#### What to produce:
Please find each line in the material below that contains the string "right" and copy those lines in full.

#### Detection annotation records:
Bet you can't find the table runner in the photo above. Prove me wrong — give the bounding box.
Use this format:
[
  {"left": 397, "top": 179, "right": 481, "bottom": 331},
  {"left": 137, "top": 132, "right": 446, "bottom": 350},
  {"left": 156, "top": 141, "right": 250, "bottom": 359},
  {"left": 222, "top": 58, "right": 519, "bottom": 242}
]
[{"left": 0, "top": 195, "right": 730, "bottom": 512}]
==
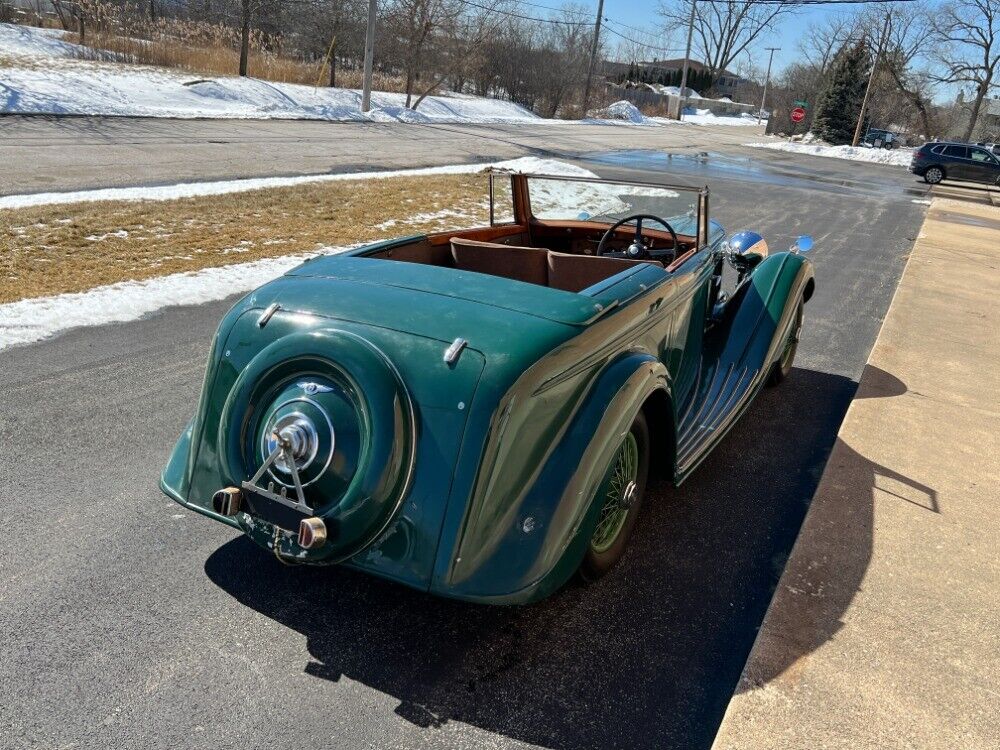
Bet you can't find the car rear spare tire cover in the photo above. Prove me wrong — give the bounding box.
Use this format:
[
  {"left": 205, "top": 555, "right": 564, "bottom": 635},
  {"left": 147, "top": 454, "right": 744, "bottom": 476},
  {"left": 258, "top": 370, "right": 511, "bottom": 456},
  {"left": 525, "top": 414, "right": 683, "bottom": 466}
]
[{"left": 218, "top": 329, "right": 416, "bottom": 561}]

#### Written solution:
  {"left": 397, "top": 179, "right": 481, "bottom": 331},
  {"left": 137, "top": 132, "right": 446, "bottom": 350},
  {"left": 156, "top": 141, "right": 250, "bottom": 359},
  {"left": 222, "top": 58, "right": 519, "bottom": 242}
[{"left": 0, "top": 195, "right": 730, "bottom": 512}]
  {"left": 205, "top": 555, "right": 564, "bottom": 635},
  {"left": 147, "top": 454, "right": 744, "bottom": 476},
  {"left": 258, "top": 370, "right": 511, "bottom": 456},
  {"left": 525, "top": 414, "right": 683, "bottom": 466}
[{"left": 218, "top": 329, "right": 416, "bottom": 561}]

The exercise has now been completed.